• [Extrait choisi]
++++++++

Il y a 10 ou 15 ans, ça passait sous silence. Périodiquement, tel ou tel spectacle de hip-hop était annulé dans un petit bar perdu, parce que la police l’avait demandé, prétextant que l’artiste s’y produisant avait des liens avec le crime organisé, ou encore qu’il glorifiait la violence dans ses textes.

Je lisais ce genre de chose sur le forum du site spécialisé en rap hhqc.com, et je me prenais la tête dans les mains, en me disant : « ciel qu’il y a du chemin à faire pour la légitimation du hip-hop au Québec ». Ça ne faisait pas de grandes vagues, c’était banalisé, presque normal.

Il y a deux ans, j’ai sorti un livre intitulé Philosophie du hip-hop. Dans sa préface, le rappeur Webster parlait du fait que ma démarche injectait de la crédibilité intellectuelle dans ce mouvement artistique. J’en rougissais, sincèrement. Est-ce que le hip-hop québécois avait besoin de moi pour être légitimé, de quelque manière que ce soit ? Le mot « philosophie » et un cours donné au cégep, est-ce que ça a vraiment servi le hip-hop, au Québec ? Celui que j’aime qualifier de conscience morale du rap québécois affirmait que oui, et je m’enorgueillissais de participer, même juste un peu, à l’installation de cette culture à sa juste place, soit au centre de l’actualité culturelle d’ici, pas en page 8, mais en une de la section des arts, pas dans un petit bar miteux, mais sur les plus grandes scènes que nous avons.

++++++++

• [Section des données]
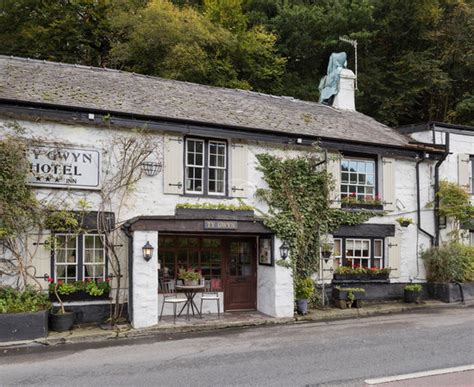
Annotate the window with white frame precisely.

++++++++

• [Travail demandé] Recopiez en entier, sans rien y changer, le texte sur le hip-hop au Québec présenté plus haut.

• [Réponse attendue]
Il y a 10 ou 15 ans, ça passait sous silence. Périodiquement, tel ou tel spectacle de hip-hop était annulé dans un petit bar perdu, parce que la police l’avait demandé, prétextant que l’artiste s’y produisant avait des liens avec le crime organisé, ou encore qu’il glorifiait la violence dans ses textes.

Je lisais ce genre de chose sur le forum du site spécialisé en rap hhqc.com, et je me prenais la tête dans les mains, en me disant : « ciel qu’il y a du chemin à faire pour la légitimation du hip-hop au Québec ». Ça ne faisait pas de grandes vagues, c’était banalisé, presque normal.

Il y a deux ans, j’ai sorti un livre intitulé Philosophie du hip-hop. Dans sa préface, le rappeur Webster parlait du fait que ma démarche injectait de la crédibilité intellectuelle dans ce mouvement artistique. J’en rougissais, sincèrement. Est-ce que le hip-hop québécois avait besoin de moi pour être légitimé, de quelque manière que ce soit ? Le mot « philosophie » et un cours donné au cégep, est-ce que ça a vraiment servi le hip-hop, au Québec ? Celui que j’aime qualifier de conscience morale du rap québécois affirmait que oui, et je m’enorgueillissais de participer, même juste un peu, à l’installation de cette culture à sa juste place, soit au centre de l’actualité culturelle d’ici, pas en page 8, mais en une de la section des arts, pas dans un petit bar miteux, mais sur les plus grandes scènes que nous avons.